## Supplied text
Tuesday, April 18, 2006

Rigging For Effect: Science and Politics


"[T]est results with laboratory mice show a direct cause-and-effect link between exposure to fine particle air pollution and the development of atherosclerosis...[The study] may explain why people who live in highly polluted areas have a higher risk of heart disease." NIH Study on Air Pollution and Health

The study caused a minor media sensation, with both journalists and health experts claiming the study provides strong evidence that PM2.5 is causing serious harm to human beings...there's much less here than meets the eye. The mice used in the study were genetically engineered in ways that make them unrepresentative of even real-world mice, much less of humans. The mice were designed to lack the gene for apolipoprotein E (ApoE), a key substance for fat and cholesterol metabolism. As a result, these ApoE "knockout" mice have blood cholesterol levels 5 to 6 times greater than normal mice when fed regular rat chow....Of Mice and Men, Joel Schwartz, TCSDaily.Com, 4/18/2006

How strange science becomes when desired objectives become imbedded in tests so that tests "prove" expected results. Imagine reporting injury statistics for a given car model, but only including injuries from accidents where the airbags had failed or where seatbelts hadn't been worn. Rigging for effect, in fact, violates a maxim of science, that results can't be decided in advance, especially to suit an ideological bent. There was one place where this didn't apply in recent historical memory, Stalin's Soviet Union, where genetics were expected to prove political objectives. What's going on? Or has it been going on for a long time?

## Supplied material
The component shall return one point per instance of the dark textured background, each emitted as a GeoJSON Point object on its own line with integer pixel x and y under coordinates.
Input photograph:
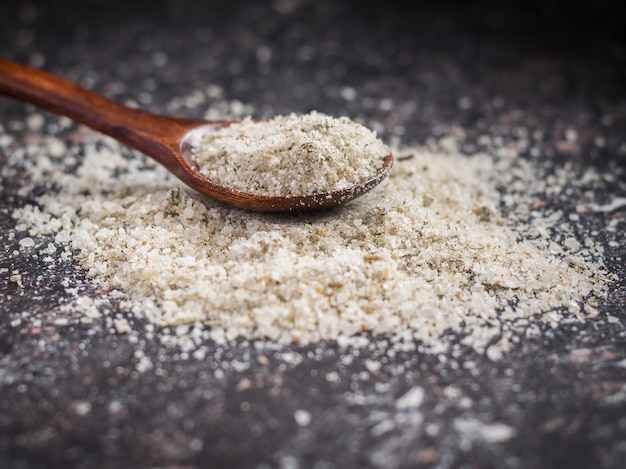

## Questions to answer
• A. Do these statements agree with the post on science and politics? Answer yes or no for each, and quote the exact words from the post that settle it. (i) The mice in the study were engineered to lack the gene for apolipoprotein E. (ii) ApoE knockout mice fed regular rat chow have blood cholesterol levels ten times greater than normal mice. (iii) Stalin's Soviet Union is named as a place where genetics were expected to prove political objectives.
• B. Can you repeat the part of the post on science and politics that starts at the words containing "How strange science" and stops after "a long time?"?
The lines have nothing to do with the post on science and politics.

## Answers for the tasks
• A.
(i) Yes: "The mice were designed to lack the gene for apolipoprotein E (ApoE), a key substance for fat and cholesterol metabolism."
(ii) No: "these ApoE "knockout" mice have blood cholesterol levels 5 to 6 times greater than normal mice when fed regular rat chow"
(iii) Yes: "Stalin's Soviet Union, where genetics were expected to prove political objectives"

• B.
How strange science becomes when desired objectives become imbedded in tests so that tests "prove" expected results. Imagine reporting injury statistics for a given car model, but only including injuries from accidents where the airbags had failed or where seatbelts hadn't been worn. Rigging for effect, in fact, violates a maxim of science, that results can't be decided in advance, especially to suit an ideological bent. There was one place where this didn't apply in recent historical memory, Stalin's Soviet Union, where genetics were expected to prove political objectives. What's going on? Or has it been going on for a long time?